:: Sua tarefa ::
Pode reescrever as linhas de todas as entradas abaixo como uma lista numerada, omitindo as linhas em branco e deixando as imagens de fora?

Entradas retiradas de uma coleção
^^^^^^^^

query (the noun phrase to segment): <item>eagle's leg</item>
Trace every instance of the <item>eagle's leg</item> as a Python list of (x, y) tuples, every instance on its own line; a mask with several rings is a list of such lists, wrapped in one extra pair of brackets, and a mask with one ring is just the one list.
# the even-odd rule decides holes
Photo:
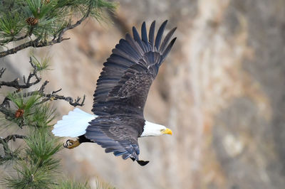
[(68, 139), (66, 141), (66, 144), (63, 144), (63, 147), (68, 148), (68, 149), (72, 149), (74, 148), (75, 147), (78, 146), (81, 143), (79, 142), (78, 140), (73, 141), (71, 139)]

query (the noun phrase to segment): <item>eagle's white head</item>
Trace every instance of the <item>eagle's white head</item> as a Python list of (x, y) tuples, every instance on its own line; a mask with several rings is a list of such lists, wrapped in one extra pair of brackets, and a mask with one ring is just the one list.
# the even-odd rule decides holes
[(162, 134), (172, 134), (172, 131), (163, 125), (145, 121), (143, 132), (140, 136), (160, 136)]

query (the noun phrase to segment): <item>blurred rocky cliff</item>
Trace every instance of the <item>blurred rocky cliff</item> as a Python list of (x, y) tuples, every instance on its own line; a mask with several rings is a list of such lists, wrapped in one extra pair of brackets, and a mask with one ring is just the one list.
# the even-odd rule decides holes
[[(114, 24), (89, 20), (66, 34), (71, 40), (35, 51), (52, 57), (49, 90), (86, 94), (83, 109), (90, 112), (103, 63), (119, 39), (143, 21), (168, 19), (177, 40), (145, 116), (174, 134), (139, 139), (140, 158), (150, 161), (145, 167), (93, 144), (63, 150), (65, 173), (118, 188), (284, 188), (285, 1), (118, 1)], [(21, 76), (28, 53), (0, 63)], [(61, 116), (71, 109), (55, 104)]]

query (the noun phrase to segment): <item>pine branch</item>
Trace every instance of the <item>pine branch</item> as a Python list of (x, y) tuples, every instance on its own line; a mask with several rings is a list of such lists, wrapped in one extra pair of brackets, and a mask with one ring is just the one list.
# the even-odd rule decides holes
[(38, 38), (33, 40), (30, 40), (30, 41), (23, 43), (19, 46), (16, 46), (16, 48), (7, 50), (6, 51), (0, 52), (0, 58), (6, 56), (8, 55), (15, 54), (18, 51), (25, 49), (28, 47), (41, 48), (41, 47), (50, 46), (50, 45), (53, 45), (54, 44), (61, 43), (63, 40), (68, 40), (68, 39), (70, 39), (70, 38), (62, 38), (60, 40), (58, 39), (57, 39), (57, 40), (52, 40), (50, 41), (41, 41), (41, 40), (40, 40), (41, 39), (39, 38)]
[[(61, 30), (61, 31), (59, 33), (57, 38), (56, 38), (56, 35), (53, 37), (53, 39), (52, 39), (50, 41), (46, 41), (46, 40), (42, 41), (40, 38), (37, 38), (36, 39), (35, 39), (33, 40), (28, 41), (28, 42), (23, 43), (21, 45), (19, 45), (14, 48), (7, 50), (6, 51), (0, 52), (0, 58), (6, 56), (8, 55), (15, 54), (18, 51), (21, 50), (25, 49), (28, 47), (41, 48), (41, 47), (49, 46), (49, 45), (53, 45), (56, 43), (61, 43), (62, 41), (63, 41), (65, 40), (70, 39), (70, 38), (63, 38), (62, 36), (64, 34), (64, 33), (68, 30), (73, 29), (73, 28), (78, 26), (83, 21), (85, 21), (89, 16), (90, 11), (91, 11), (91, 7), (90, 6), (88, 8), (88, 10), (87, 11), (87, 12), (84, 14), (84, 16), (81, 19), (77, 21), (76, 23), (72, 24), (72, 25), (68, 25), (68, 26), (63, 28)], [(21, 37), (19, 38), (19, 40), (24, 39), (25, 38), (26, 38), (29, 35), (26, 35), (25, 36), (26, 37), (24, 37), (24, 36)], [(0, 84), (0, 86), (1, 86), (1, 84)]]

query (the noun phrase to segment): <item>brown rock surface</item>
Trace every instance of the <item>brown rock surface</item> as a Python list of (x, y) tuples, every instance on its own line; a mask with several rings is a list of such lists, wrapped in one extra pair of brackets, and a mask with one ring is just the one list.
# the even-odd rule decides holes
[[(65, 172), (118, 188), (284, 188), (285, 1), (119, 1), (113, 25), (88, 21), (66, 34), (71, 40), (36, 50), (52, 56), (49, 90), (86, 94), (90, 112), (103, 63), (125, 31), (168, 19), (177, 41), (145, 114), (174, 134), (139, 140), (145, 167), (85, 144), (60, 154)], [(21, 75), (28, 60), (26, 51), (1, 63)], [(71, 109), (56, 106), (61, 115)]]

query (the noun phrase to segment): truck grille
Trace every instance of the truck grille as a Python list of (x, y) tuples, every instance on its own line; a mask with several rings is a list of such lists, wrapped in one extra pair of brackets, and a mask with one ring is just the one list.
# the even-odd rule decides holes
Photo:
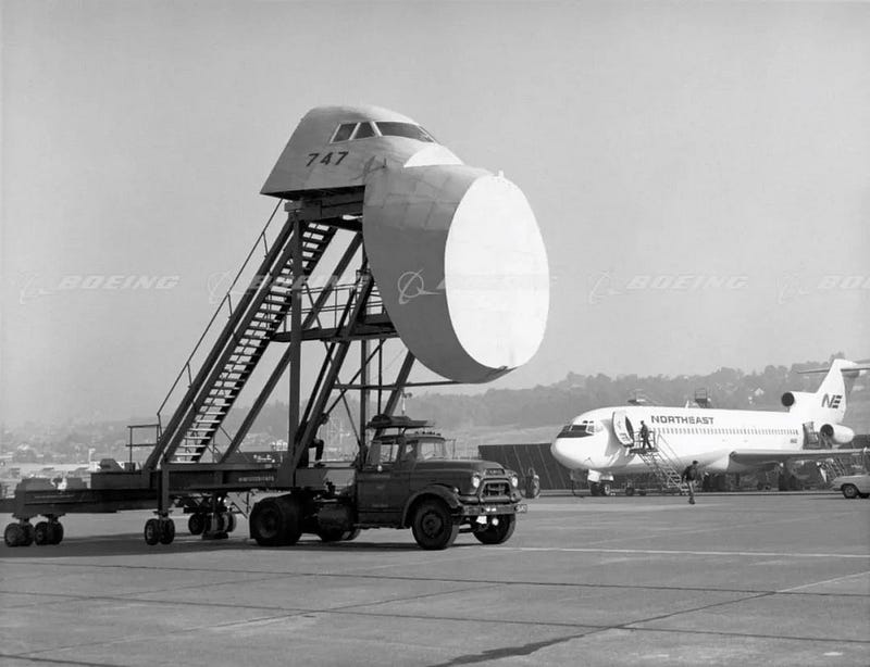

^^^^^^^^

:: Resultado ::
1. query (the noun phrase to segment): <item>eagle's leg</item>
2. Trace every instance of the <item>eagle's leg</item> as a Python list of (x, y) tuples, every instance on its own line; a mask with several rings is a list of such lists, wrapped in one extra pair of brackets, and a mask with one ring is just the one list.
3. # the even-odd rule decides holes
4. Photo:
5. [(68, 139), (66, 141), (66, 144), (63, 144), (63, 147), (68, 148), (68, 149), (72, 149), (74, 148), (75, 147), (78, 146), (81, 143), (79, 142), (78, 140), (73, 141), (71, 139)]
6. query (the noun phrase to segment): <item>eagle's white head</item>
7. Trace every instance of the <item>eagle's white head</item> as a Python list of (x, y) tuples, every instance on its own line; a mask with several rings is a list of such lists, wrapped in one extra pair of brackets, and a mask with one ring is just the one list.
8. # the even-odd rule decides holes
9. [(162, 134), (172, 134), (172, 131), (163, 125), (145, 121), (143, 132), (140, 136), (160, 136)]
10. query (the noun phrase to segment): <item>blurred rocky cliff</item>
11. Trace every instance of the <item>blurred rocky cliff</item> as a Python list of (x, y) tuples, every instance on its own line; a mask with several rings is a list of such lists, wrapped in one extra pair of brackets, and a mask with one ring is just the one list.
12. # the even-odd rule decides holes
13. [[(114, 24), (89, 20), (66, 34), (71, 40), (35, 51), (52, 57), (49, 90), (86, 94), (83, 109), (90, 112), (103, 63), (119, 39), (143, 21), (168, 19), (177, 40), (145, 116), (174, 134), (139, 139), (140, 158), (150, 161), (145, 167), (93, 144), (63, 150), (65, 173), (118, 188), (284, 188), (285, 1), (118, 1)], [(21, 76), (28, 53), (0, 63)], [(61, 116), (71, 109), (55, 104)]]
14. query (the noun phrase to segment): <item>pine branch</item>
15. Trace every instance of the <item>pine branch</item> as a Python list of (x, y) tuples, every instance on its own line; a mask with several rings is a list of such lists, wrapped in one extra pair of brackets, and a mask with one ring is just the one list.
16. # the even-odd rule decides holes
17. [(38, 38), (33, 40), (30, 40), (30, 41), (23, 43), (19, 46), (16, 46), (16, 48), (7, 50), (6, 51), (0, 52), (0, 58), (6, 56), (8, 55), (15, 54), (18, 51), (25, 49), (28, 47), (41, 48), (41, 47), (50, 46), (50, 45), (53, 45), (54, 44), (61, 43), (63, 40), (68, 40), (68, 39), (70, 39), (70, 38), (62, 38), (60, 40), (58, 39), (57, 39), (57, 40), (52, 40), (50, 41), (41, 41), (41, 40), (40, 40), (41, 39), (39, 38)]
18. [[(61, 30), (61, 31), (59, 33), (57, 38), (56, 38), (56, 35), (53, 37), (53, 39), (52, 39), (50, 41), (46, 41), (46, 40), (42, 41), (40, 38), (37, 38), (36, 39), (35, 39), (33, 40), (28, 41), (28, 42), (23, 43), (21, 45), (19, 45), (14, 48), (7, 50), (6, 51), (0, 52), (0, 58), (6, 56), (8, 55), (15, 54), (18, 51), (21, 50), (25, 49), (28, 47), (41, 48), (41, 47), (49, 46), (49, 45), (53, 45), (56, 43), (61, 43), (62, 41), (63, 41), (65, 40), (70, 39), (70, 38), (63, 38), (62, 36), (64, 34), (64, 33), (68, 30), (73, 29), (73, 28), (78, 26), (83, 21), (85, 21), (89, 16), (90, 11), (91, 11), (91, 7), (90, 6), (88, 8), (88, 10), (87, 11), (87, 12), (84, 14), (84, 16), (81, 19), (77, 21), (76, 23), (72, 24), (72, 25), (68, 25), (68, 26), (63, 28)], [(21, 37), (19, 38), (19, 40), (24, 39), (25, 38), (26, 38), (29, 35), (26, 35), (25, 36), (26, 37), (24, 37), (24, 36)], [(0, 84), (0, 86), (1, 86), (1, 84)]]
19. query (the noun phrase to segment): <item>brown rock surface</item>
20. Trace every instance of the <item>brown rock surface</item> as a Python list of (x, y) tuples, every instance on its own line; a mask with several rings is a list of such lists, wrapped in one extra pair of brackets, and a mask with one ring is just the one list.
21. # the even-odd rule decides holes
22. [[(65, 172), (118, 188), (284, 188), (285, 1), (119, 1), (113, 25), (88, 21), (66, 34), (71, 40), (36, 50), (52, 56), (49, 90), (86, 94), (90, 112), (103, 63), (125, 31), (168, 19), (177, 41), (145, 114), (174, 134), (139, 140), (145, 167), (85, 144), (60, 154)], [(21, 75), (28, 60), (26, 51), (1, 63)], [(71, 109), (56, 106), (61, 115)]]
23. query (the noun phrase to segment): truck grille
24. Trace every instance of the truck grille as a Python list of (x, y) tuples, every instance on its own line; a mask with several rings is a list of such lists, wrapped in one extra pair of brackets, and a mask with one ring is just the one list.
25. # the even-odd rule decides holes
26. Photo:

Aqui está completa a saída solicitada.